Exercise inputs ▸
■ ■ ■

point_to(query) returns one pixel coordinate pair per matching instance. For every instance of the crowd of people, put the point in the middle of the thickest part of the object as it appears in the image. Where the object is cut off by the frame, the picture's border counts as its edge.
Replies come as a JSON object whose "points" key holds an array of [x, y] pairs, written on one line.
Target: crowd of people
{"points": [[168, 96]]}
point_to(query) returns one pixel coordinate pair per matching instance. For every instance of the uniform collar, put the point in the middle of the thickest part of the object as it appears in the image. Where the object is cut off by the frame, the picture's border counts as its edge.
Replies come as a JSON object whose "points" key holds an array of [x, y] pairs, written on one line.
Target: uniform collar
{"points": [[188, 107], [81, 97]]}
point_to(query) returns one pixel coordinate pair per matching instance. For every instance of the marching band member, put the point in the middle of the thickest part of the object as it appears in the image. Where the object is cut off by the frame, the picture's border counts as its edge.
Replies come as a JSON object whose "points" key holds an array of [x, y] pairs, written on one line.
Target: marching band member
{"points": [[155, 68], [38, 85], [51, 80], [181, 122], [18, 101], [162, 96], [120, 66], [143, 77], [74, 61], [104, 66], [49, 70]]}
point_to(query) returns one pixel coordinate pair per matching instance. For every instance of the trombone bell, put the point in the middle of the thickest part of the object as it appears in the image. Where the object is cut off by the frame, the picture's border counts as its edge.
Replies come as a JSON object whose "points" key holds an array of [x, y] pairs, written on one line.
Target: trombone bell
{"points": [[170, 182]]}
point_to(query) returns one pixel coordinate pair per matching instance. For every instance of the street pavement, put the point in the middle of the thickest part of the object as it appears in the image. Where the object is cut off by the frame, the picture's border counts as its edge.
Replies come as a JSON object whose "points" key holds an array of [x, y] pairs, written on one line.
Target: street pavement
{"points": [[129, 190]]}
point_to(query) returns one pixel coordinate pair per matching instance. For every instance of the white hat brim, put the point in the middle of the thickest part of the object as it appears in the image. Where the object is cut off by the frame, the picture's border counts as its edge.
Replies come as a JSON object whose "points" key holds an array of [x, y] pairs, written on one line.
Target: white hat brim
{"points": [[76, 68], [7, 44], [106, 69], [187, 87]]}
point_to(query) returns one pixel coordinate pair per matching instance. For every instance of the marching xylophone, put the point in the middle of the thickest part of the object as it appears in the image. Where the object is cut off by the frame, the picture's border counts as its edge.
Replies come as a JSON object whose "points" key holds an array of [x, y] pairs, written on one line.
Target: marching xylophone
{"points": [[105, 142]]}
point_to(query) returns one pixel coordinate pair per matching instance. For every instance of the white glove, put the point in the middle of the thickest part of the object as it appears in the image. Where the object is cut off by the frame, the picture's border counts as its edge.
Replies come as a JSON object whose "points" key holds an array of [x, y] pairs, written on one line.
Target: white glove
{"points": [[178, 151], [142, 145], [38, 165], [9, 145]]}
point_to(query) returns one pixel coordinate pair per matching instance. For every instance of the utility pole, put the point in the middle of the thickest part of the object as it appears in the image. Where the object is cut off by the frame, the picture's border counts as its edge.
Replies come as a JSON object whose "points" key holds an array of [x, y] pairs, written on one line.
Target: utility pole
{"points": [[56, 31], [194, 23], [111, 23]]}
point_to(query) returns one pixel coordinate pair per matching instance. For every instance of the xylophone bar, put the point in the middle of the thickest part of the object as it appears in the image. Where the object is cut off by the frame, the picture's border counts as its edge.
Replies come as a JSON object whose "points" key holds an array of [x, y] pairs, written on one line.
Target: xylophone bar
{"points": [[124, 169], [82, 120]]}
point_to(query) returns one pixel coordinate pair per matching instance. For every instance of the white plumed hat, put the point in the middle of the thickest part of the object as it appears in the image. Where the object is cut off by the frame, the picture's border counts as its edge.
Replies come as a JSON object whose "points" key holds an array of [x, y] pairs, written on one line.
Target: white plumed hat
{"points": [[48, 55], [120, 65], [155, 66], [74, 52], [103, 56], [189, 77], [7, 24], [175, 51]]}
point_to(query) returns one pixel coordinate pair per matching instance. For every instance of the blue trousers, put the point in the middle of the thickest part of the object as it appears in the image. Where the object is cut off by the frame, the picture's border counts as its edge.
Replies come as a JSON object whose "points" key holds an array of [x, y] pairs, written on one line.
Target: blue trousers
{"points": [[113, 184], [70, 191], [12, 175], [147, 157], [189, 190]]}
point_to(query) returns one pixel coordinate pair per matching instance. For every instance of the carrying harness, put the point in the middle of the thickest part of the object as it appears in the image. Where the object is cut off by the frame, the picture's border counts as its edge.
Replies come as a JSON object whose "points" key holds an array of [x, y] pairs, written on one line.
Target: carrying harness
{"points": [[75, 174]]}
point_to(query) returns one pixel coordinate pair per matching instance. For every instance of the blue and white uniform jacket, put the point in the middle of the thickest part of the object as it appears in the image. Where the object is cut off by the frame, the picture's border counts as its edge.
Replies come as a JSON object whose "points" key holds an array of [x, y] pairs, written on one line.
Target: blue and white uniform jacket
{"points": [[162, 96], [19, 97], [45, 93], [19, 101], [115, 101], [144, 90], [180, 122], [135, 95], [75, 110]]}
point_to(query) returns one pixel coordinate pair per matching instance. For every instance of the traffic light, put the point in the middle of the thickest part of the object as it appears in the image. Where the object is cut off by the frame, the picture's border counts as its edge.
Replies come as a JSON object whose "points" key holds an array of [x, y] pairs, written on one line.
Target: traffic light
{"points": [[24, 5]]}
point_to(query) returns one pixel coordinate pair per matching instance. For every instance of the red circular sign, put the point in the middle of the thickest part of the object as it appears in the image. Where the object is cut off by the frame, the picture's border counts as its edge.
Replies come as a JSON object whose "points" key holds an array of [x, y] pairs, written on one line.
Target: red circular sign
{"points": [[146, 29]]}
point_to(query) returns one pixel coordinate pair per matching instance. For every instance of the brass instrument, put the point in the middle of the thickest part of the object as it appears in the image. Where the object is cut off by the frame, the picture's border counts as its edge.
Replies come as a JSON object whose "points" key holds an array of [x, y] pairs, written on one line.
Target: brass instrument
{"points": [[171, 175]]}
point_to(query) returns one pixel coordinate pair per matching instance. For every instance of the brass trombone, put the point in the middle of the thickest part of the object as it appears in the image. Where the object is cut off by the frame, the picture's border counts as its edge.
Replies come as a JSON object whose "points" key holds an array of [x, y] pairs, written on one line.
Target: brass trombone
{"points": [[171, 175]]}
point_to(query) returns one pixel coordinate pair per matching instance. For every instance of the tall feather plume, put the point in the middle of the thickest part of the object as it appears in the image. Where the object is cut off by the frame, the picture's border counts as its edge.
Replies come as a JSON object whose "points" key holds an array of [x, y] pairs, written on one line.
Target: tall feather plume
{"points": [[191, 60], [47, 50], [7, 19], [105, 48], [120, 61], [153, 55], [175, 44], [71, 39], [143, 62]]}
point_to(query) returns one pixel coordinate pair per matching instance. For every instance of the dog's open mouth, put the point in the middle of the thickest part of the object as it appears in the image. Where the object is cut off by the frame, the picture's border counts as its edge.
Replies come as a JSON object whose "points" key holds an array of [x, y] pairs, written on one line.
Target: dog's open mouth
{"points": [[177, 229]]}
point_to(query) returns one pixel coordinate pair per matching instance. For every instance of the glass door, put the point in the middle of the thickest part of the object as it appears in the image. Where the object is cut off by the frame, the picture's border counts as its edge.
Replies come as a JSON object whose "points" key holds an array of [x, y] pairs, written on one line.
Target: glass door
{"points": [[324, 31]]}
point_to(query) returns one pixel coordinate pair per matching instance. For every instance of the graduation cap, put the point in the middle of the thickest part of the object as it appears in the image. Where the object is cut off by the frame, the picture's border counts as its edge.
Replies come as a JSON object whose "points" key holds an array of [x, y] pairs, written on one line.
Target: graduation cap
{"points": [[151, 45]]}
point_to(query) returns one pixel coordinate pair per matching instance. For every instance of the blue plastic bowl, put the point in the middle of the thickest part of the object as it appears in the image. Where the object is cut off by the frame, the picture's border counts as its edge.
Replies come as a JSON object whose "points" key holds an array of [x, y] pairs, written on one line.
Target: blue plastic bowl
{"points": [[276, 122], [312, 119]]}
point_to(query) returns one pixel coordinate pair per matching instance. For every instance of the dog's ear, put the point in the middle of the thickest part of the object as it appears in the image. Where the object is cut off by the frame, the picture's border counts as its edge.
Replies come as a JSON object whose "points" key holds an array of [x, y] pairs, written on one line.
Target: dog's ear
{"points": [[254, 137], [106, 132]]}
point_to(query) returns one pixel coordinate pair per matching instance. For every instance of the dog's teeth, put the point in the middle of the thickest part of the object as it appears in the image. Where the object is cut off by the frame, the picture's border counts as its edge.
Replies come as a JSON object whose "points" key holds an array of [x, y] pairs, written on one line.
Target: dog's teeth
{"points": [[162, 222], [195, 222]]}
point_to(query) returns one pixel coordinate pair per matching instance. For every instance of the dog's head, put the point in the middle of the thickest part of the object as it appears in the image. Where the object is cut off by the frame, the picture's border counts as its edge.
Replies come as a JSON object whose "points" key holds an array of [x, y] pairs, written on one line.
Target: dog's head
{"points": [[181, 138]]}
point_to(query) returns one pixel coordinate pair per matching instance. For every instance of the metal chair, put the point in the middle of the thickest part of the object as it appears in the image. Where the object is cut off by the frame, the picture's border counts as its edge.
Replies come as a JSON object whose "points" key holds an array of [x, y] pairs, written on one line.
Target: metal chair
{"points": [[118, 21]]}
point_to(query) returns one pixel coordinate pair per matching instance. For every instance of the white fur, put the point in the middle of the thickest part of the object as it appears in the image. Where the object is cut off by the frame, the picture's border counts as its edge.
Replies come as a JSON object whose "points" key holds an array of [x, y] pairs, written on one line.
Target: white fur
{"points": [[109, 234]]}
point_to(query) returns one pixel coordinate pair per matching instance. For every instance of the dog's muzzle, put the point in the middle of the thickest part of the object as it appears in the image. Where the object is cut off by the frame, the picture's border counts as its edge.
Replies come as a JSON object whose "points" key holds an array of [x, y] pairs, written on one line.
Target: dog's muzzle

■ ■ ■

Problem to work on ▸ Return the line that contains "white fur, put" along with every line after it through the end of the entries, exactly, adding nothing.

Correct answer ▸
point_to(query) returns one pixel coordinate pair per matching instance. For every instance of the white fur, put the point in the middle of the thickest part of the object as it appears in the image. Where the object is cut off by the frame, the picture's border counts as its edge.
Replies come as a JSON object whose "points" key holds an array of [x, y] pairs, written on one line.
Target: white fur
{"points": [[109, 234]]}
point_to(query) returns one pixel coordinate pair per matching instance. For every instance of the dog's muzzle, put the point in the middle of the thickest part of the object as it appears in the image. Where the object is cut off by the frame, the picture's border counts as its edge.
Replies come as a JSON object whose "points" key holds an array of [x, y] pairs, written on one line.
Target: dog's muzzle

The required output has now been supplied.